**Required work:**
An exact transcription of all the data is required; the pictures are to be left out.

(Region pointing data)
--- START ---

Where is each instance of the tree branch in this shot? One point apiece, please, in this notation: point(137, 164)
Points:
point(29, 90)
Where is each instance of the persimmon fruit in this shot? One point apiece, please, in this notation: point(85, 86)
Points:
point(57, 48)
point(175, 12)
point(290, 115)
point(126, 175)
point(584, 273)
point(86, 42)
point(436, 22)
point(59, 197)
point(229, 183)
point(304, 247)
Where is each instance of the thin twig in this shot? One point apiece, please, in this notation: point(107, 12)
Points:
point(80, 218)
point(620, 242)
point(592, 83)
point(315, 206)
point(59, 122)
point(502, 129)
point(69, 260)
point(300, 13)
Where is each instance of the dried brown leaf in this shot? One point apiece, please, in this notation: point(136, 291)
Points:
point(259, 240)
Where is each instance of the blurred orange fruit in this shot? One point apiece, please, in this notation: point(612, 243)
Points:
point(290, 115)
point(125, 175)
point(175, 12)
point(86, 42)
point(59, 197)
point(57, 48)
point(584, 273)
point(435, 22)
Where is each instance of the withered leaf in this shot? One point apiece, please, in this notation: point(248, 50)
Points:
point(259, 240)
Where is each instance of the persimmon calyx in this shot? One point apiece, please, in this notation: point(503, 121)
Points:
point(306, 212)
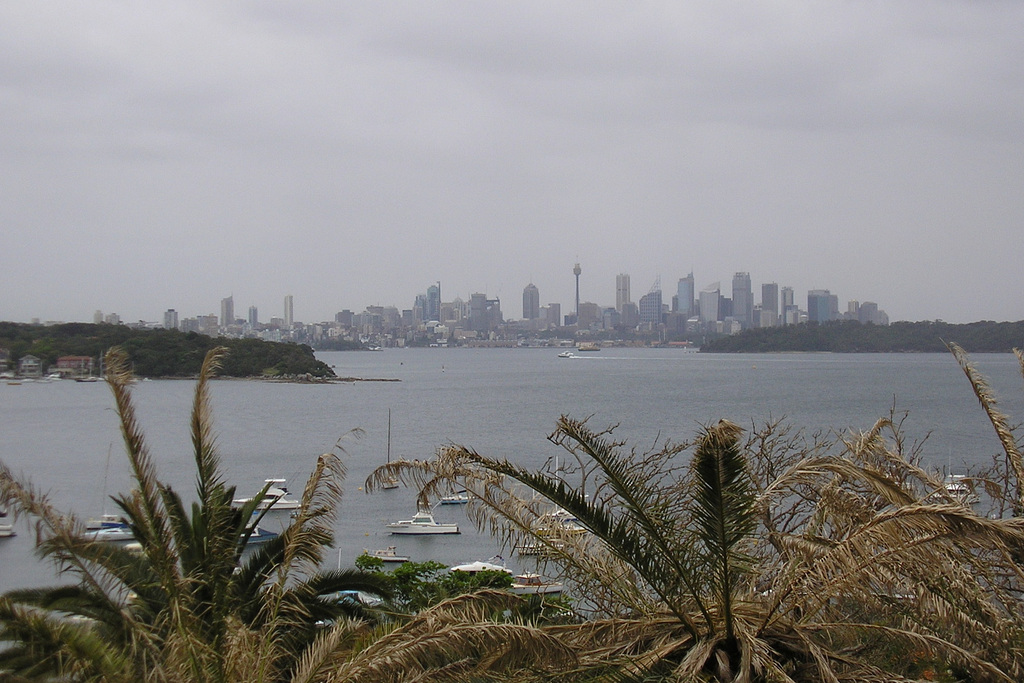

--- END ---

**Problem solution:**
Where is each instance of the tree branch in this shot? One point apiece, please, in this notation: point(137, 164)
Points:
point(29, 90)
Where is each instance of the persimmon fruit in this shot? One point apiece, please, in this notation: point(85, 86)
Points:
point(57, 48)
point(175, 12)
point(290, 115)
point(126, 175)
point(584, 273)
point(86, 42)
point(436, 22)
point(59, 197)
point(229, 183)
point(304, 247)
Where is each instance of the thin twig in this shot? One point apiece, please, in this notation: point(107, 12)
Points:
point(80, 218)
point(620, 242)
point(592, 83)
point(315, 206)
point(59, 122)
point(502, 129)
point(69, 260)
point(300, 13)
Where is each instance of the dried brown leaf in this shot? One point apiece, please, in this notation: point(136, 291)
Points:
point(259, 240)
Where is each instance of the blurred orange fruit in this shot? One point apiece, please, in this notation: point(612, 243)
Points:
point(290, 115)
point(125, 175)
point(175, 12)
point(86, 42)
point(59, 197)
point(57, 48)
point(584, 273)
point(435, 22)
Where is each instance of the withered leaf in this shot? One point apiece, please, in this notation: point(248, 50)
Points:
point(259, 240)
Where is each instance of the persimmon calyx in this shot? One point apiece, please, in this notation: point(503, 121)
Points:
point(306, 212)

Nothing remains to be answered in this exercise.